Task description: The records sit below this line. Repeat all of them exactly.

Start of Block

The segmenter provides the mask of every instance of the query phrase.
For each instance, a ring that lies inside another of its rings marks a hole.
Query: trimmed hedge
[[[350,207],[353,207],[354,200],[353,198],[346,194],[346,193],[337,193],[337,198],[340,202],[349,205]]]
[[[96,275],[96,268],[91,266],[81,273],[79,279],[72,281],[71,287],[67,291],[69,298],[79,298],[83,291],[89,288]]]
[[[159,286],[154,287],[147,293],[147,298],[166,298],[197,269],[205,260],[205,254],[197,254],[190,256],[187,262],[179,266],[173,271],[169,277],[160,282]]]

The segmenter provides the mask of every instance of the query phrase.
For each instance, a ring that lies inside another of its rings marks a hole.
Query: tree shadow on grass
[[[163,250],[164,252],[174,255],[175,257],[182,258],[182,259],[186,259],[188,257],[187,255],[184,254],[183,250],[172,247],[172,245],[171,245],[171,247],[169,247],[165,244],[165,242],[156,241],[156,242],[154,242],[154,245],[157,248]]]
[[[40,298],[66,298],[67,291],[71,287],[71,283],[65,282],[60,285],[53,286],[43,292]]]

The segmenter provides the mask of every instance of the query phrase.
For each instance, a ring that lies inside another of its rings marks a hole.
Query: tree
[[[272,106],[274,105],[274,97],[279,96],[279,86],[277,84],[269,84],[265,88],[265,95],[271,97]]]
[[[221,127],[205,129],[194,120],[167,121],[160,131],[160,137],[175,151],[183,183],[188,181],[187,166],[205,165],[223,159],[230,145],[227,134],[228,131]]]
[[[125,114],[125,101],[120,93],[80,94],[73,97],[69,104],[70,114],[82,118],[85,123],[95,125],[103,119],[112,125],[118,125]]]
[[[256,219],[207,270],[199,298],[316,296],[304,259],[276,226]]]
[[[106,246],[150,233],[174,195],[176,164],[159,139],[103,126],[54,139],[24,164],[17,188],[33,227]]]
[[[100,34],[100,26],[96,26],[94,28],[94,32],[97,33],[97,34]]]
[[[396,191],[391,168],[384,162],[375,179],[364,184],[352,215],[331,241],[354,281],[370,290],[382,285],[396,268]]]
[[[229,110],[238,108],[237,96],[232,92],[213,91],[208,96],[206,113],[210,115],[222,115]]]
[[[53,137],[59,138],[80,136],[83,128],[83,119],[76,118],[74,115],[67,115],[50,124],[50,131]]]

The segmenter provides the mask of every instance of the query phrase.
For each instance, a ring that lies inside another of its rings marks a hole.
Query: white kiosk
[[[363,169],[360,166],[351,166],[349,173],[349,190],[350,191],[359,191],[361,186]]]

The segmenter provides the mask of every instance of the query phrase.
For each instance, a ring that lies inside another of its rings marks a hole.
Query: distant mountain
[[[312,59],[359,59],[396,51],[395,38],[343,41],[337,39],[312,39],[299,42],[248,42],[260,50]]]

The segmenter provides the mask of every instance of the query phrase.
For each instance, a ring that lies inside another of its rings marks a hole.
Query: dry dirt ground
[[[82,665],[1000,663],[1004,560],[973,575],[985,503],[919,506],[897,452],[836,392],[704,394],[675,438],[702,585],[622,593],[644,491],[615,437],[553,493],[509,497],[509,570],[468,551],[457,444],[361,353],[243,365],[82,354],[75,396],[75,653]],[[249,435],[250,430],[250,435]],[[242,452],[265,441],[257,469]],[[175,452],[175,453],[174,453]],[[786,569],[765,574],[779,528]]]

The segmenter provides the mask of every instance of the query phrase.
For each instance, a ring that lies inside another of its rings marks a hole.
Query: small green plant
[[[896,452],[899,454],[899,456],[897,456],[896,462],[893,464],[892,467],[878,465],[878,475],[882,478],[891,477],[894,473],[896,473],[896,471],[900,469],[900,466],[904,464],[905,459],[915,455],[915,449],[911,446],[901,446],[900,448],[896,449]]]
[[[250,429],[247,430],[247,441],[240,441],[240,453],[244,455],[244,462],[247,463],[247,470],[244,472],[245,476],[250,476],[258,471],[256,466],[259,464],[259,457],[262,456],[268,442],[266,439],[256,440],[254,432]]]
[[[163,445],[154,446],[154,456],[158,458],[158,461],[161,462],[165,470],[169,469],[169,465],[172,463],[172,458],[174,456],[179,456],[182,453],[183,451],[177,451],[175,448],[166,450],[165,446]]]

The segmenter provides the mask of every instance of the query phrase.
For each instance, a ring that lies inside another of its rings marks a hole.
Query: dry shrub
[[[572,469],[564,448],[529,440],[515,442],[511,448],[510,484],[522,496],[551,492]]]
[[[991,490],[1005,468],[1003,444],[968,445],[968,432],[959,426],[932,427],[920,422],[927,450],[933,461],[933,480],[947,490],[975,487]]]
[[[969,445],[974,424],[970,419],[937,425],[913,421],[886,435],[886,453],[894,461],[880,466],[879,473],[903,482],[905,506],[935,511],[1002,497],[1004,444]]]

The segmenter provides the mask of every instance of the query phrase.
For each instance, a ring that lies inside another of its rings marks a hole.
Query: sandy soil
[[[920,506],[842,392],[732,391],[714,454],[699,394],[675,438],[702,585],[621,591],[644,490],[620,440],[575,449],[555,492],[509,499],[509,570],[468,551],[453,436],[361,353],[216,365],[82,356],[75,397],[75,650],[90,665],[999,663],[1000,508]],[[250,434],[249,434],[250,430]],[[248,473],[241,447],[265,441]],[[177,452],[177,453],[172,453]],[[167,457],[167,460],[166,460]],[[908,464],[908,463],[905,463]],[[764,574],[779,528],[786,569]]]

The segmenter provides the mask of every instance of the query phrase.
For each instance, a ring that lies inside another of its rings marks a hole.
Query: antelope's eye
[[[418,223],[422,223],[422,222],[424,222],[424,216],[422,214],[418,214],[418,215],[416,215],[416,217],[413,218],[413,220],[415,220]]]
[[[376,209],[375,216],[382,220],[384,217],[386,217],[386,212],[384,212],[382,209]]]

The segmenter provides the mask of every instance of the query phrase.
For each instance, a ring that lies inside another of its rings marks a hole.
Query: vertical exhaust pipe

End of Block

Written response:
The segmenter provides the mask of every instance of the query phrase.
For each instance, a ring that lies inside another of its rings marks a hole.
Query: trimmed hedge
[[[350,207],[353,207],[354,200],[353,198],[346,194],[346,193],[337,193],[337,198],[340,202],[349,205]]]
[[[96,275],[96,268],[91,266],[81,273],[79,279],[72,281],[71,287],[67,291],[69,298],[79,298],[83,291],[89,288]]]
[[[159,286],[154,287],[147,293],[147,298],[166,298],[197,269],[205,260],[205,254],[197,254],[190,256],[187,262],[179,266],[173,271],[169,277],[160,282]]]

The segmenter provides the mask of every instance of the query phrase.
For each instance, a ring that lies inside another of its rings marks a hole.
Query: tree shadow on grass
[[[163,250],[164,252],[174,255],[175,257],[182,258],[182,259],[186,259],[188,257],[187,255],[184,254],[183,250],[172,247],[172,245],[171,245],[171,247],[169,247],[165,244],[165,242],[156,241],[156,242],[154,242],[154,245],[157,248]]]
[[[40,298],[66,298],[67,291],[71,287],[71,283],[65,282],[60,285],[53,286],[43,292]]]

The segmenter provides the mask of every instance of the query phrase.
For each instance, a ring that lies inside another of its rings marks a hole.
Query: tree
[[[272,106],[274,105],[274,97],[279,96],[279,86],[277,84],[269,84],[265,88],[265,95],[271,97]]]
[[[221,127],[205,129],[194,120],[167,121],[160,131],[160,137],[175,151],[183,183],[188,181],[187,166],[205,165],[223,159],[230,145],[227,134],[228,131]]]
[[[125,114],[125,101],[120,93],[80,94],[73,97],[69,104],[70,114],[82,118],[85,123],[95,125],[103,119],[112,125],[118,125]]]
[[[256,219],[207,270],[199,298],[316,296],[304,259],[276,226]]]
[[[106,246],[150,233],[174,195],[176,164],[159,139],[103,126],[54,139],[24,164],[17,188],[33,227]]]
[[[100,34],[100,26],[96,26],[94,28],[94,32],[97,33],[97,34]]]
[[[396,191],[391,168],[384,162],[375,179],[364,184],[352,215],[331,241],[354,281],[370,290],[382,285],[396,268]]]
[[[229,110],[238,108],[237,96],[232,92],[213,91],[208,96],[206,113],[210,115],[222,115]]]
[[[53,137],[59,138],[80,136],[83,128],[83,119],[76,118],[74,115],[67,115],[50,124],[50,131]]]

The segmenter provides the mask of every instance of the query phrase.
For each instance, a ring that lies inside another of its rings marks a hole.
Query: white kiosk
[[[363,169],[360,166],[351,166],[349,173],[349,190],[350,191],[359,191],[361,186]]]

The segmenter provides the mask of every instance of the query phrase.
For each instance, a ring that lies inside another of its rings marks a hole.
Query: distant mountain
[[[312,59],[359,59],[396,51],[395,38],[343,41],[337,39],[312,39],[299,42],[248,42],[260,50]]]

The segmenter provides the mask of every instance of the query phrase.
For each instance, a ring that lies inside another of its rings marks a hole.
Query: dry dirt ground
[[[82,665],[1000,663],[1004,560],[973,575],[985,503],[919,506],[897,452],[836,392],[704,394],[675,438],[702,585],[622,593],[644,491],[615,437],[553,493],[509,497],[509,570],[468,551],[457,444],[361,353],[243,365],[82,354],[75,396],[75,653]],[[249,435],[250,430],[250,435]],[[242,452],[265,441],[257,469]],[[175,452],[175,453],[174,453]],[[786,569],[765,574],[779,528]]]

The segmenter provides the mask of every instance of the query phrase.
For each instance, a ring that lies inside another of its rings marks a hole.
Query: small green plant
[[[896,452],[899,454],[899,456],[897,456],[896,462],[893,464],[892,467],[878,465],[878,475],[882,478],[891,477],[894,473],[896,473],[896,471],[900,469],[900,466],[904,464],[905,459],[915,455],[915,449],[911,446],[901,446],[900,448],[896,449]]]
[[[250,429],[247,430],[247,441],[240,441],[240,453],[244,455],[244,462],[247,463],[247,470],[244,472],[245,476],[250,476],[258,471],[256,466],[259,464],[259,457],[262,456],[268,442],[266,439],[256,440],[254,432]]]
[[[163,445],[154,446],[154,456],[158,458],[158,461],[161,462],[165,470],[169,469],[169,465],[172,463],[172,458],[174,456],[179,456],[182,453],[183,451],[177,451],[175,448],[166,450],[165,446]]]

The segmenter provides the mask of every instance of the query phrase.
For each instance, a ring that lies inside another of its rings marks a hole.
Query: dry shrub
[[[572,469],[564,448],[529,440],[515,442],[511,448],[510,484],[522,496],[551,492]]]
[[[991,490],[1005,468],[1003,444],[968,445],[968,432],[959,426],[932,427],[920,422],[927,450],[933,461],[933,480],[947,490],[975,487]]]
[[[969,445],[974,424],[970,419],[937,425],[913,421],[886,435],[886,453],[894,461],[880,466],[879,473],[903,482],[905,506],[935,511],[1002,497],[1004,444]]]

The segmenter provides the mask of every instance of the query phrase.
For each instance, a ring that lies inside another of its rings marks a hole.
Query: sandy soil
[[[920,506],[842,392],[732,391],[714,454],[699,394],[675,438],[702,585],[621,591],[644,490],[620,440],[575,449],[555,492],[509,499],[509,570],[468,551],[453,436],[361,353],[216,365],[82,356],[75,397],[75,650],[90,665],[999,663],[1000,508]],[[250,434],[249,434],[250,430]],[[248,473],[241,447],[265,441]],[[177,452],[177,453],[172,453]],[[167,457],[167,460],[166,460]],[[908,464],[908,463],[905,463]],[[764,574],[779,528],[786,569]]]

The segmenter provides the mask of every instance of the query phrase.
For each instance, a ring that lies inside another of its rings marks a hole.
Query: antelope's eye
[[[418,223],[422,223],[422,222],[424,222],[424,216],[422,214],[418,214],[418,215],[416,215],[416,217],[413,218],[413,220],[415,220]]]
[[[376,209],[375,216],[382,220],[384,217],[386,217],[386,212],[384,212],[382,209]]]

The segmenter provides the mask of every instance of the query phrase.
For each instance, a ring that lies inside another of its rings marks a hole.
Query: vertical exhaust pipe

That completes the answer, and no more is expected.